▸ **EXERCISE REQUIREMENTS**
Rescale the entries starting with the line containing "Indicate the large" and going on through the line containing "<point>803,646</point>". Give all those lines again, requests included, with each point coordinate in the answers multiplied by 0.2 and rounded to a whole number (halves round up), and leave the numbers in the requests and their format samples unchanged.

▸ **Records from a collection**
______________________________

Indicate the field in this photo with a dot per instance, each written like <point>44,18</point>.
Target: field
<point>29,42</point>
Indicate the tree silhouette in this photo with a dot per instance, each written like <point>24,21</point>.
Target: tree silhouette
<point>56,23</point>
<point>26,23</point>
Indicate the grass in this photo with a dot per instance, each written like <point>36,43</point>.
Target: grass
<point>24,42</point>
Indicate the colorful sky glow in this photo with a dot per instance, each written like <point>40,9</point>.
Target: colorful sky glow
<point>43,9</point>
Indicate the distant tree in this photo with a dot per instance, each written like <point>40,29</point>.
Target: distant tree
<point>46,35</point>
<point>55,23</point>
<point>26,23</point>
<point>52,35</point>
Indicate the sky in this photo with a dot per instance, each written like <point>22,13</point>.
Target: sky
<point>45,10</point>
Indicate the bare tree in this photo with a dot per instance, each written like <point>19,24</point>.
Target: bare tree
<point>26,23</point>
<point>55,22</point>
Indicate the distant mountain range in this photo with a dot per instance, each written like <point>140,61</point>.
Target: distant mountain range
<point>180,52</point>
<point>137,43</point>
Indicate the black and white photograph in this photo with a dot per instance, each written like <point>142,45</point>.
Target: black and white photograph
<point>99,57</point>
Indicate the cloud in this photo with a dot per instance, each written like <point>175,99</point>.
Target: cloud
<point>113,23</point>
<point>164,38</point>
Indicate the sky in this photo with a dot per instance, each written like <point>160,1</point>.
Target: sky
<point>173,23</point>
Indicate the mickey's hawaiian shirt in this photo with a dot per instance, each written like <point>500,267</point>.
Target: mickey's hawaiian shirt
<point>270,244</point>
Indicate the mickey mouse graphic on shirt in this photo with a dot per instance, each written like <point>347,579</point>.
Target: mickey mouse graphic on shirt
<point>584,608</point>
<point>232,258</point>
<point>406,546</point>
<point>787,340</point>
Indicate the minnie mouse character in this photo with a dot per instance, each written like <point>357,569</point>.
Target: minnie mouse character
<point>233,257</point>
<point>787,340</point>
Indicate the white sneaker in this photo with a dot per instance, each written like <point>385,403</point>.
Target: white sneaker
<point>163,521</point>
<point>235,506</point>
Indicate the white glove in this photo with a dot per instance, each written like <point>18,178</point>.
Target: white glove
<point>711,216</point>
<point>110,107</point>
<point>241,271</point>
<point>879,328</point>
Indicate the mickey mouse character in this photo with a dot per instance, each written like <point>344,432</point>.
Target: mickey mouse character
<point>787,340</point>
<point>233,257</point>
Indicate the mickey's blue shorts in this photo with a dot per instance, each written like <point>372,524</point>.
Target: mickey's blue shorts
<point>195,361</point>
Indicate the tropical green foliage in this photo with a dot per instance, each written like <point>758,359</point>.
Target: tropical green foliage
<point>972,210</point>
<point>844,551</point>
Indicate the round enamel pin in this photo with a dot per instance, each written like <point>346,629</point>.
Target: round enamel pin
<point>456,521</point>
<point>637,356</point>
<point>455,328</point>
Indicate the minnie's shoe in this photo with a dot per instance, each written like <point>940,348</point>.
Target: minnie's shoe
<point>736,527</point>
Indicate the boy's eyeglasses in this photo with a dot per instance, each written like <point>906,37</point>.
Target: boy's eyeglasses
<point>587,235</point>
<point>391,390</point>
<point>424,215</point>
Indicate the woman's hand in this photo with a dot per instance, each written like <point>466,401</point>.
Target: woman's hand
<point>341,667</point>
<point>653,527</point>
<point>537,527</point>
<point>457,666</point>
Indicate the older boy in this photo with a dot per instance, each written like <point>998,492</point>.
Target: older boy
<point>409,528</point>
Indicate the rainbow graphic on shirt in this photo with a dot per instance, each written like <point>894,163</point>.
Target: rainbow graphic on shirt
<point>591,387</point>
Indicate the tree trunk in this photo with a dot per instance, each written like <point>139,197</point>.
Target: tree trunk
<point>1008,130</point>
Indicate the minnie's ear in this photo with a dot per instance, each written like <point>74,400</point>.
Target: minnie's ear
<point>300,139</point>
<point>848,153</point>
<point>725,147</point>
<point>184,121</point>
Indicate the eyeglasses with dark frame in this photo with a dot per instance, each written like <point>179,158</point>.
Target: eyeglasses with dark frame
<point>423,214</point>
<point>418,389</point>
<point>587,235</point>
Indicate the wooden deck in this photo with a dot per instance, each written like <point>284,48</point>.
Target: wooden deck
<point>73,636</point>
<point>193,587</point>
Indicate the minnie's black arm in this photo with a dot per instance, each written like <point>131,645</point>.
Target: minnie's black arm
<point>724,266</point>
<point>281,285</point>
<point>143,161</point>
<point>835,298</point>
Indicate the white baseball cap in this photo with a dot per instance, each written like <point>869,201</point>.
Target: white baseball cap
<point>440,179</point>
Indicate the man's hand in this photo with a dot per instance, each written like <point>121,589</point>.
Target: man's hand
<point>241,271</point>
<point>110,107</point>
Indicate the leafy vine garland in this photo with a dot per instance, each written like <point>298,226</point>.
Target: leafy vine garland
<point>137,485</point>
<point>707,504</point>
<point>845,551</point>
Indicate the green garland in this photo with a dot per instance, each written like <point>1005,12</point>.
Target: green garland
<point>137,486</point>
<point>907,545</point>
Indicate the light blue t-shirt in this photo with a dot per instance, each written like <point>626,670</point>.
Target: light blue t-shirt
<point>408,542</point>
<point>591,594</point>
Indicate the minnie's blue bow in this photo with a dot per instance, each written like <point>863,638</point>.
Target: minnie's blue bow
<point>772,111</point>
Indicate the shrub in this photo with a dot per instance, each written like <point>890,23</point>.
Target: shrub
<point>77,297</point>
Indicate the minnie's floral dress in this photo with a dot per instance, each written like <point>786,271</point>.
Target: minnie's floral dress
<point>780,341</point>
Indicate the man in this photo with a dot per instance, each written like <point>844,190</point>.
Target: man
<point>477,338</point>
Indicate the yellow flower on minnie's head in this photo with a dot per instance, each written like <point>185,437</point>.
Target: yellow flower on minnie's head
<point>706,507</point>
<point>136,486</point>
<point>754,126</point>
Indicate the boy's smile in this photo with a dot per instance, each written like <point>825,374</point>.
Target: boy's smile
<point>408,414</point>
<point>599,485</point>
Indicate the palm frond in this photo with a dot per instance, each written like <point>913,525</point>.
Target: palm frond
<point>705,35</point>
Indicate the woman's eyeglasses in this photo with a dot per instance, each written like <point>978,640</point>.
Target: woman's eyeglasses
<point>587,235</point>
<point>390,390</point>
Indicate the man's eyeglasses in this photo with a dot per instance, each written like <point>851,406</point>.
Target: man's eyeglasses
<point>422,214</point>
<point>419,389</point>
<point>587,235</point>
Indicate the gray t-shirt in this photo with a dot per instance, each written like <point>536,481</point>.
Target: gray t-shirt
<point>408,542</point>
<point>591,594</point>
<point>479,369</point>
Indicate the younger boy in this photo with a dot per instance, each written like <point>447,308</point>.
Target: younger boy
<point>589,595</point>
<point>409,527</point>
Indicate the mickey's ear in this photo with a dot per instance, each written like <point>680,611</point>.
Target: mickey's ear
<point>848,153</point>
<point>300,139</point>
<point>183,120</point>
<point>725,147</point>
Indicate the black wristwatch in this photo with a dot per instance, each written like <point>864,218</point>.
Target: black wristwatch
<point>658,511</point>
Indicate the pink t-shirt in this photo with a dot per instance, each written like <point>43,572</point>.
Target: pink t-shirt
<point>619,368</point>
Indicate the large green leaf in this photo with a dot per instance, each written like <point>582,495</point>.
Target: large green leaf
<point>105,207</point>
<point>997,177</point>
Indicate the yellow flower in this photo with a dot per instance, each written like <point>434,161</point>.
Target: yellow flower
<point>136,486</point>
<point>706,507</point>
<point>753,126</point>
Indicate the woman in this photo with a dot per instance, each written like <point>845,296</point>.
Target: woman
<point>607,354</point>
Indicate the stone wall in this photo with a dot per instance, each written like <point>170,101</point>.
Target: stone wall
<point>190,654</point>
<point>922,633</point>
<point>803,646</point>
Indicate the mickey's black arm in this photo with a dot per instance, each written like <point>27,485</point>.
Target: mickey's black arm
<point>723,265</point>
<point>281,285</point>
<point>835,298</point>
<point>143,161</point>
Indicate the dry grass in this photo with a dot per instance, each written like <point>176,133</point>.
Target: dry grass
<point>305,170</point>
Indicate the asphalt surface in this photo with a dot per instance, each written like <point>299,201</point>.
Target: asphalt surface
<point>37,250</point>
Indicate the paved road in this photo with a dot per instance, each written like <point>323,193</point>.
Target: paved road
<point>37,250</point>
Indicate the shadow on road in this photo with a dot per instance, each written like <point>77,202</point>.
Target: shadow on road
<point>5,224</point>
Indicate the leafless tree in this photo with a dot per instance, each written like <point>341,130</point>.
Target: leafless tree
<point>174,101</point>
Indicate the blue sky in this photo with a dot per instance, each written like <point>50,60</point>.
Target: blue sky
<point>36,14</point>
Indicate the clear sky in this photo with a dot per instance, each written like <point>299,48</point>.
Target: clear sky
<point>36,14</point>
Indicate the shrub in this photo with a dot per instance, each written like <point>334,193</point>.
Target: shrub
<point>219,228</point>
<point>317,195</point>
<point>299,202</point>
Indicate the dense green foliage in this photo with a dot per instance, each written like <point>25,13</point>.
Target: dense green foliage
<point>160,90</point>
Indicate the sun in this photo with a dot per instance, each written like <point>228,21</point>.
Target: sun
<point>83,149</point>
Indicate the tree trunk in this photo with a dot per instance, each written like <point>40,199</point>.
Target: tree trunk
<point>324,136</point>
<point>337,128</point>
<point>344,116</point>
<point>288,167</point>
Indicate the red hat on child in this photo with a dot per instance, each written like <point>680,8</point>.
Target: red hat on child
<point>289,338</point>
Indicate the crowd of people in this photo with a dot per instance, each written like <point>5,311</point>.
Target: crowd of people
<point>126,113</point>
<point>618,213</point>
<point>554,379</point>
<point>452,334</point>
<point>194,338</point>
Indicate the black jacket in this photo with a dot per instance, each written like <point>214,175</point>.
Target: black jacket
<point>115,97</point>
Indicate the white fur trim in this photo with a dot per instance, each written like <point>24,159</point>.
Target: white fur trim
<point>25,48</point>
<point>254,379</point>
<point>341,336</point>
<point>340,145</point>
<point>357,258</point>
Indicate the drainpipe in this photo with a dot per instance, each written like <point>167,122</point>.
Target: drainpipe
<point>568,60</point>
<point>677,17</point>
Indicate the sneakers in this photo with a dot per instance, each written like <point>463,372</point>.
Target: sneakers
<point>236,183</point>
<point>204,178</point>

______________________________

▸ **THE RESPONSE**
Indicate the large green leaf in this photo with a dot per instance, each written like <point>582,495</point>.
Target: large green leaf
<point>21,41</point>
<point>199,35</point>
Indicate the yellow flower in this photo with a dot per instance, each written like <point>434,161</point>.
Target: yellow flower
<point>27,97</point>
<point>141,101</point>
<point>151,25</point>
Indicate the woman in this photo with a dot per instance, each written like <point>845,296</point>.
Target: woman
<point>121,71</point>
Indicate the stone wall in this photo with a dot per instance, each written like <point>170,101</point>.
Target: stone wall
<point>38,131</point>
<point>184,127</point>
<point>161,129</point>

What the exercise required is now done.